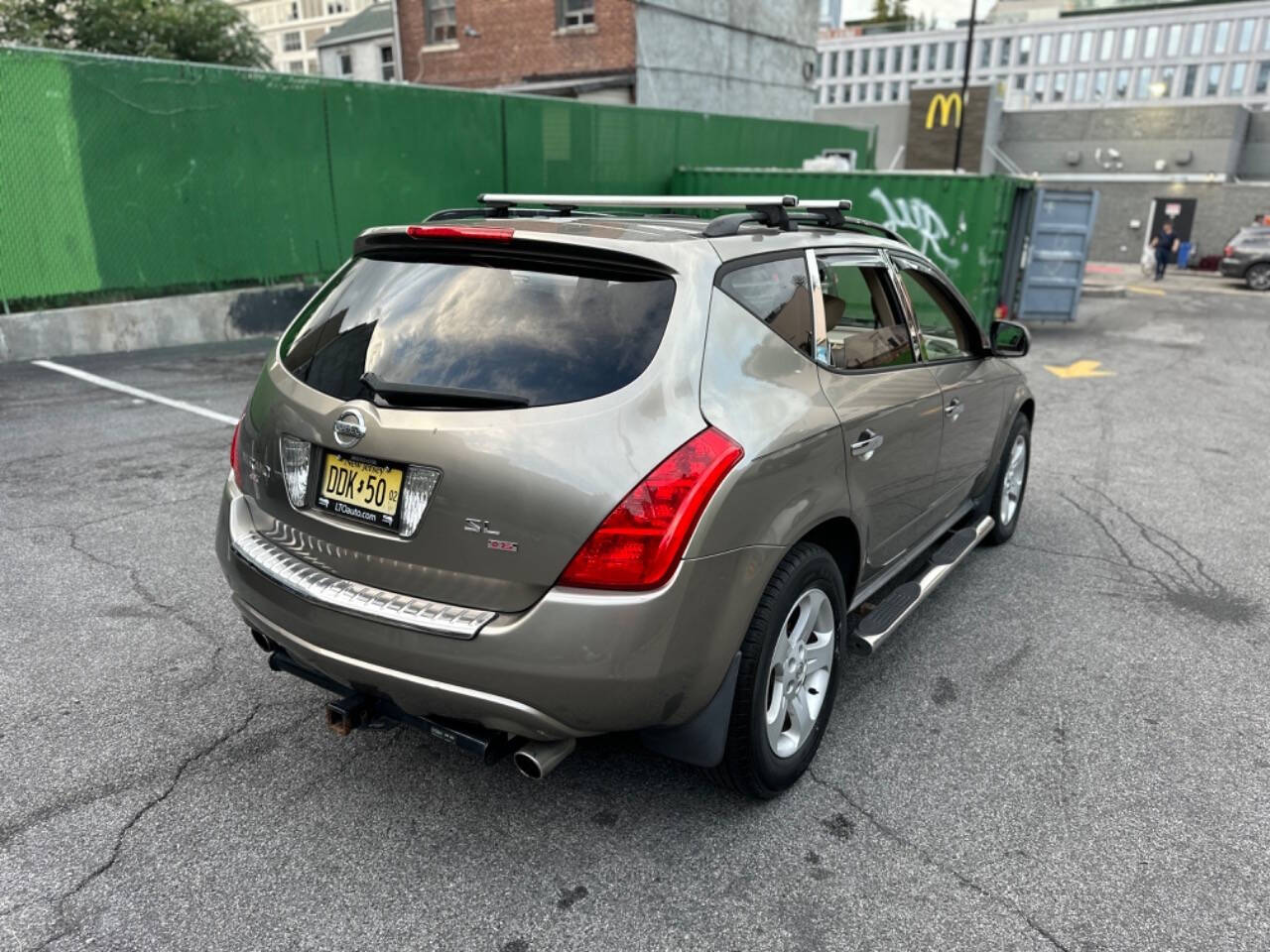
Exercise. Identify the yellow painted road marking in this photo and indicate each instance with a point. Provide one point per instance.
(1080, 368)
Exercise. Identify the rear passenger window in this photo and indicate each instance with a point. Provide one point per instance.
(944, 335)
(862, 329)
(776, 293)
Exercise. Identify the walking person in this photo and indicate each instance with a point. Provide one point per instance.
(1165, 244)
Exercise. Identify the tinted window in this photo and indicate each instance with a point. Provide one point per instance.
(944, 335)
(864, 330)
(775, 293)
(525, 330)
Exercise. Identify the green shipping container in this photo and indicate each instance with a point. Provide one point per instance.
(960, 221)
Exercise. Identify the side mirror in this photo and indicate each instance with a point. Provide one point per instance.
(1010, 339)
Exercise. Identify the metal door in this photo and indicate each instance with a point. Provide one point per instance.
(1062, 225)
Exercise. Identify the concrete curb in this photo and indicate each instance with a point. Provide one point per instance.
(1103, 291)
(150, 322)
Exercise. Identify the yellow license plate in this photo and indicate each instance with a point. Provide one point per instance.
(361, 489)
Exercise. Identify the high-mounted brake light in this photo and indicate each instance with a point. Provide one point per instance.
(477, 232)
(643, 538)
(234, 456)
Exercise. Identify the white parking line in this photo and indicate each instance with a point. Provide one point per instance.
(135, 391)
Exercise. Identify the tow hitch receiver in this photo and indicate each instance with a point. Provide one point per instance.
(358, 710)
(348, 714)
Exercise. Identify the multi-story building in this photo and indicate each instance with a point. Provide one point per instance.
(291, 28)
(746, 56)
(361, 48)
(1086, 59)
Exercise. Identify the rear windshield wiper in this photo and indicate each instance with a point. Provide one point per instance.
(421, 395)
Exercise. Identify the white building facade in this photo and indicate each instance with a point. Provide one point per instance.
(1180, 55)
(291, 28)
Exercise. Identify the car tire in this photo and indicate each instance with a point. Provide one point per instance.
(1010, 484)
(751, 765)
(1257, 277)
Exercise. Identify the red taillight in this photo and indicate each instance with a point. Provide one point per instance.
(639, 543)
(234, 456)
(479, 232)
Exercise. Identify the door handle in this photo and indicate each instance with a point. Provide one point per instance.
(867, 443)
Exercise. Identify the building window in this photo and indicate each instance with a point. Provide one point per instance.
(1043, 49)
(1150, 41)
(1128, 42)
(1245, 42)
(1213, 84)
(1262, 82)
(1238, 76)
(572, 13)
(1174, 41)
(1065, 48)
(1121, 84)
(1143, 89)
(1197, 48)
(1086, 46)
(440, 22)
(1220, 37)
(1189, 82)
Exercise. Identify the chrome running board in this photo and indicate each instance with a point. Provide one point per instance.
(881, 622)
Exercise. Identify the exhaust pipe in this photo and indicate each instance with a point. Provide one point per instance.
(540, 758)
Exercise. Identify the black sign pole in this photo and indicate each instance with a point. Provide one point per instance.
(965, 85)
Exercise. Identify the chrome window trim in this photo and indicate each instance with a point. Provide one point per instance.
(353, 598)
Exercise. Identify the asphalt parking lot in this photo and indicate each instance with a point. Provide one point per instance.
(1066, 748)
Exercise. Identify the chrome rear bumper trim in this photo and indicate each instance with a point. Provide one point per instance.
(354, 598)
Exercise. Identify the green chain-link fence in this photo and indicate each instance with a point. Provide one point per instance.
(140, 177)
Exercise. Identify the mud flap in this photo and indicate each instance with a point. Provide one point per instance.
(701, 740)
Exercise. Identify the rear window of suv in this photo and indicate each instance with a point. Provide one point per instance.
(535, 333)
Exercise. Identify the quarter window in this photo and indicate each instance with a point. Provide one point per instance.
(776, 293)
(862, 329)
(942, 324)
(440, 21)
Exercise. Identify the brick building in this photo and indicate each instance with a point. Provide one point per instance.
(748, 58)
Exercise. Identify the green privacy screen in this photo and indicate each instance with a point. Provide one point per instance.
(959, 221)
(145, 176)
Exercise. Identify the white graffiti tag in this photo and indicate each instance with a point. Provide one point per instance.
(916, 214)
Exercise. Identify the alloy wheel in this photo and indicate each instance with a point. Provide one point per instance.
(798, 679)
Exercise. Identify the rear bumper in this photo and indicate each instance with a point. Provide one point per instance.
(1233, 267)
(575, 662)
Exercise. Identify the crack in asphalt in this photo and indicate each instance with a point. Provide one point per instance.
(933, 861)
(62, 898)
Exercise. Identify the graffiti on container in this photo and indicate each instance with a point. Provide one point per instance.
(916, 214)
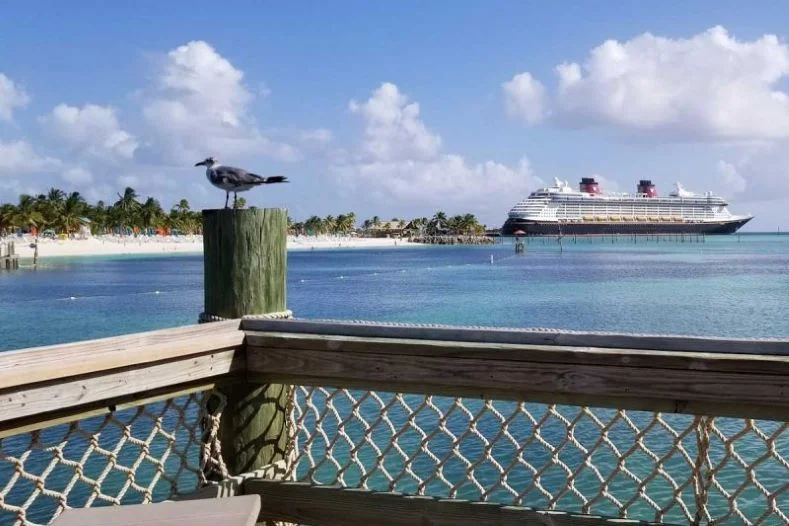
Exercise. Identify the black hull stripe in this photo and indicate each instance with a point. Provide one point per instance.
(535, 228)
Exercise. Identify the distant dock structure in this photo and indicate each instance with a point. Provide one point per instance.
(9, 259)
(613, 238)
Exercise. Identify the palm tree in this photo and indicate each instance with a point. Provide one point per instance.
(127, 206)
(330, 224)
(27, 213)
(99, 218)
(182, 206)
(72, 214)
(7, 214)
(313, 225)
(437, 223)
(150, 214)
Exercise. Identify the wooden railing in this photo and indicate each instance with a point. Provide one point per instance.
(366, 423)
(535, 424)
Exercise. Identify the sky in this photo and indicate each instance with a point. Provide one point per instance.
(397, 109)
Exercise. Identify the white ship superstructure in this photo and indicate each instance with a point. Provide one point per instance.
(587, 210)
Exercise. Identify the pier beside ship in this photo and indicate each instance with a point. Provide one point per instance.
(337, 422)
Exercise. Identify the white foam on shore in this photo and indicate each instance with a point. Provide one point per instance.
(118, 245)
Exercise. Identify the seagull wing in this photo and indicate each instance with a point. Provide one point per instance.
(276, 179)
(237, 176)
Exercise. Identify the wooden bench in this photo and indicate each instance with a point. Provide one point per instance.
(233, 511)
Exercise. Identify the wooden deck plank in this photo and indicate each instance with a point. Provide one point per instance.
(332, 506)
(700, 361)
(43, 398)
(54, 362)
(730, 393)
(525, 336)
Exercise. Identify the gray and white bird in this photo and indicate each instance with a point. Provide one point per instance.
(231, 179)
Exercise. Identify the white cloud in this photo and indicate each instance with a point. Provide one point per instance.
(77, 176)
(525, 98)
(401, 159)
(129, 180)
(606, 184)
(320, 136)
(200, 107)
(710, 86)
(19, 157)
(92, 128)
(394, 131)
(12, 96)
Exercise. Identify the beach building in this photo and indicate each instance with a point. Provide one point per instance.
(388, 229)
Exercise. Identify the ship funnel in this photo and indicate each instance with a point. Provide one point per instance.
(646, 188)
(589, 185)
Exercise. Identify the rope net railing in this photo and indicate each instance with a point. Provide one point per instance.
(143, 454)
(679, 469)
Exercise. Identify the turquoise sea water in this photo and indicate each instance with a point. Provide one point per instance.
(727, 286)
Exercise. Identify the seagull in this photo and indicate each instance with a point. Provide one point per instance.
(235, 180)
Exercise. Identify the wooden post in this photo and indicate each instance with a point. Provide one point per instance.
(245, 262)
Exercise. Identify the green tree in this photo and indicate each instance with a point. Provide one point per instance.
(150, 214)
(127, 207)
(313, 225)
(72, 214)
(27, 214)
(329, 224)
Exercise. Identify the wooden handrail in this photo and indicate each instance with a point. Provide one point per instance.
(58, 362)
(54, 383)
(555, 337)
(748, 386)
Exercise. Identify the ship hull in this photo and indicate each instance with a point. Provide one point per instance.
(539, 228)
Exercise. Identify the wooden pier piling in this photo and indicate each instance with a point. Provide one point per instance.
(9, 259)
(245, 263)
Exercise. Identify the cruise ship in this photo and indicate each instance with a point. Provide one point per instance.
(561, 210)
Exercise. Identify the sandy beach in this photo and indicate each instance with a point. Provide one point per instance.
(116, 245)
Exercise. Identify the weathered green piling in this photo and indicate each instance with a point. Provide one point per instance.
(245, 262)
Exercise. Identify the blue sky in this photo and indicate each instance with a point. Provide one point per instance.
(396, 109)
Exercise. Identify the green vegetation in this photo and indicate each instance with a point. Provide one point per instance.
(439, 224)
(67, 213)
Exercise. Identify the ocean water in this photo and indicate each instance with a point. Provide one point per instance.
(727, 286)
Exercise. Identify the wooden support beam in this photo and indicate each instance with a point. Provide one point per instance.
(332, 506)
(245, 263)
(85, 391)
(695, 383)
(525, 336)
(58, 362)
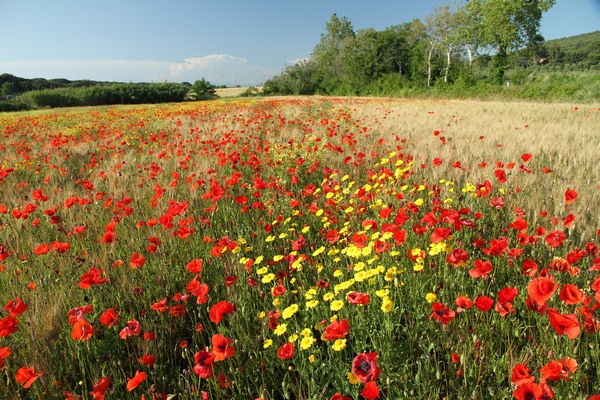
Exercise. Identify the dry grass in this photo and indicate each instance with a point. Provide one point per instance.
(233, 92)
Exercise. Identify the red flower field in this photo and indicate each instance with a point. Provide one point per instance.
(300, 248)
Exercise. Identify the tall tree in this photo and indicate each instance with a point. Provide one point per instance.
(506, 25)
(328, 53)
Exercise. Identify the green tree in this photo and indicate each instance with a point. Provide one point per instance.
(204, 90)
(506, 25)
(328, 53)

AIM: Copy exactly, and only, the lines from the one containing "Exercise. Identify the dry" through the last line of the listing.

THE OUTPUT:
Exercise. Identify the dry grass in this photo and indicate each instance with a point. Provide one point per instance.
(233, 92)
Exercise. Identify the red flower field in this photo and indicate each instance with a point. Provide one point per instance.
(300, 248)
Exercise. Identify the tall tree in this photo and indicate each instance with a point. Provide one point per instance.
(506, 25)
(328, 53)
Exercise. Identify the green tree in this photo and indicate each instance with a point. Provide one point per instance.
(204, 90)
(506, 25)
(328, 53)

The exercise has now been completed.